Task:
Transcribe the entries below exactly.
--- START ---
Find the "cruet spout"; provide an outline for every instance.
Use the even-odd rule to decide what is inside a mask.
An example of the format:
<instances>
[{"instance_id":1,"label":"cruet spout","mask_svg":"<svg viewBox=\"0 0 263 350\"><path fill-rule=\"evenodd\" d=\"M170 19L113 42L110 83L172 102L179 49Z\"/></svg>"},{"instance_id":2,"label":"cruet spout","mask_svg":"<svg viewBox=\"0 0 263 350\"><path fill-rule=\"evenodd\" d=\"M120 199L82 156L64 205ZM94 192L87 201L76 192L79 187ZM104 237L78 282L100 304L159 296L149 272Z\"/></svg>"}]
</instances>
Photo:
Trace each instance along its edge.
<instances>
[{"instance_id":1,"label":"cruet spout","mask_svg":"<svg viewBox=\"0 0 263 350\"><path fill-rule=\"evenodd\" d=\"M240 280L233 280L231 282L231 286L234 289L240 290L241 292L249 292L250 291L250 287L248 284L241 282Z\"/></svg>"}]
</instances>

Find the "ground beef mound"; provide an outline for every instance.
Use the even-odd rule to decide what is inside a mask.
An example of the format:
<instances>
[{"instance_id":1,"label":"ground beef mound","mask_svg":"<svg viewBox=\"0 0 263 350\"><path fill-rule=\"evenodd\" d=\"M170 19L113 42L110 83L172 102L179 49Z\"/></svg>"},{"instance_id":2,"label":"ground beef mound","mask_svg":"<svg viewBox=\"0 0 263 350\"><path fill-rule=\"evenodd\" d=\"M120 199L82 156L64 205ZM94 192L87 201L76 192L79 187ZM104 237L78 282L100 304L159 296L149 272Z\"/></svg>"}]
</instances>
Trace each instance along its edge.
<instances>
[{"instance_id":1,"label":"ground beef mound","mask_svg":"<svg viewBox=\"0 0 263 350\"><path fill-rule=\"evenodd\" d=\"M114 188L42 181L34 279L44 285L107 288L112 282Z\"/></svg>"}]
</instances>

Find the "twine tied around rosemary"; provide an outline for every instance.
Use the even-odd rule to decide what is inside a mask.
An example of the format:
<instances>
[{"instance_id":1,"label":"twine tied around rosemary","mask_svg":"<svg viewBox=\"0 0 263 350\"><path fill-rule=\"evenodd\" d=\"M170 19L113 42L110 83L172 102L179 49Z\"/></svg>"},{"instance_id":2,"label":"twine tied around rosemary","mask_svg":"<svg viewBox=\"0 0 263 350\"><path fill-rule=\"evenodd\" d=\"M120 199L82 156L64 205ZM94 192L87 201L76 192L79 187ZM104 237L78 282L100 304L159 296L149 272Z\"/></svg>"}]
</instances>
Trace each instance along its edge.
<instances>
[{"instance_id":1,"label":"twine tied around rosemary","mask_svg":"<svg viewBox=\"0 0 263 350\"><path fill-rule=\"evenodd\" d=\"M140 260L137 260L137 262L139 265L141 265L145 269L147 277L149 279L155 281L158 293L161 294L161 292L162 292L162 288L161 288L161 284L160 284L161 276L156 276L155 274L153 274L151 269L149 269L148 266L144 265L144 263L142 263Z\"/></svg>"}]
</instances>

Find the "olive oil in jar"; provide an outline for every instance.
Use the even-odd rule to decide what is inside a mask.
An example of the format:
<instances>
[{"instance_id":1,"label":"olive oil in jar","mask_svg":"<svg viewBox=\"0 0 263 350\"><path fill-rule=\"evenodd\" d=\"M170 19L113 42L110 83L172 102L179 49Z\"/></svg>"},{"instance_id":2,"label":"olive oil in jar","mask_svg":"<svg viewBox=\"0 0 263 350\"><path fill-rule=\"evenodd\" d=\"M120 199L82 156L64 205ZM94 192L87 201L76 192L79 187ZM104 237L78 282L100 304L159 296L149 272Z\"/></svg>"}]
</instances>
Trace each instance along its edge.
--- END ---
Written solution:
Find the "cruet spout"; provide an outline for every instance.
Use the even-odd rule to decide what is inside a mask.
An example of the format:
<instances>
[{"instance_id":1,"label":"cruet spout","mask_svg":"<svg viewBox=\"0 0 263 350\"><path fill-rule=\"evenodd\" d=\"M170 19L113 42L110 83L172 102L179 49Z\"/></svg>"},{"instance_id":2,"label":"cruet spout","mask_svg":"<svg viewBox=\"0 0 263 350\"><path fill-rule=\"evenodd\" d=\"M120 199L82 156L64 205ZM94 192L87 201L76 192L79 187ZM104 237L78 282L100 304L159 296L149 272Z\"/></svg>"}]
</instances>
Photo:
Trace each instance along its edge.
<instances>
[{"instance_id":1,"label":"cruet spout","mask_svg":"<svg viewBox=\"0 0 263 350\"><path fill-rule=\"evenodd\" d=\"M240 280L233 280L231 282L231 286L234 289L240 290L241 292L249 292L250 291L250 287L248 284L241 282Z\"/></svg>"}]
</instances>

Find the "ground beef mound"; provide an outline for every instance.
Use the even-odd rule to decide what is inside a mask.
An example of the format:
<instances>
[{"instance_id":1,"label":"ground beef mound","mask_svg":"<svg viewBox=\"0 0 263 350\"><path fill-rule=\"evenodd\" d=\"M170 19L113 42L110 83L172 102L179 49Z\"/></svg>"},{"instance_id":2,"label":"ground beef mound","mask_svg":"<svg viewBox=\"0 0 263 350\"><path fill-rule=\"evenodd\" d=\"M120 199L82 156L64 205ZM94 192L87 201L76 192L79 187ZM104 237L78 282L100 304L159 296L149 272Z\"/></svg>"}]
</instances>
Trace each instance along its edge.
<instances>
[{"instance_id":1,"label":"ground beef mound","mask_svg":"<svg viewBox=\"0 0 263 350\"><path fill-rule=\"evenodd\" d=\"M114 188L42 181L34 279L44 285L107 288L112 282Z\"/></svg>"}]
</instances>

Find the "twine tied around rosemary"; provide an outline for every instance.
Use the even-odd rule to decide what is inside a mask.
An example of the format:
<instances>
[{"instance_id":1,"label":"twine tied around rosemary","mask_svg":"<svg viewBox=\"0 0 263 350\"><path fill-rule=\"evenodd\" d=\"M170 19L113 42L110 83L172 102L179 49Z\"/></svg>"},{"instance_id":2,"label":"twine tied around rosemary","mask_svg":"<svg viewBox=\"0 0 263 350\"><path fill-rule=\"evenodd\" d=\"M120 199L82 156L64 205ZM94 192L87 201L76 192L79 187ZM104 237L78 282L100 304L159 296L149 272Z\"/></svg>"}]
</instances>
Trace each instance along its edge.
<instances>
[{"instance_id":1,"label":"twine tied around rosemary","mask_svg":"<svg viewBox=\"0 0 263 350\"><path fill-rule=\"evenodd\" d=\"M140 260L137 260L137 262L139 265L141 265L145 269L147 277L149 279L155 281L158 293L161 294L161 292L162 292L162 288L161 288L161 284L160 284L161 276L156 276L155 274L153 274L151 269L149 269L148 266L144 265L144 263L142 263Z\"/></svg>"}]
</instances>

Find the "olive oil in jar"; provide an outline for every instance.
Use the even-odd rule to decide what is inside a mask.
An example of the format:
<instances>
[{"instance_id":1,"label":"olive oil in jar","mask_svg":"<svg viewBox=\"0 0 263 350\"><path fill-rule=\"evenodd\" d=\"M170 19L113 42L110 83L172 102L179 49Z\"/></svg>"},{"instance_id":2,"label":"olive oil in jar","mask_svg":"<svg viewBox=\"0 0 263 350\"><path fill-rule=\"evenodd\" d=\"M120 199L82 156L64 205ZM94 192L87 201L76 192L79 187ZM104 237L78 282L100 304L159 296L149 272Z\"/></svg>"}]
</instances>
Trace each instance along its edge.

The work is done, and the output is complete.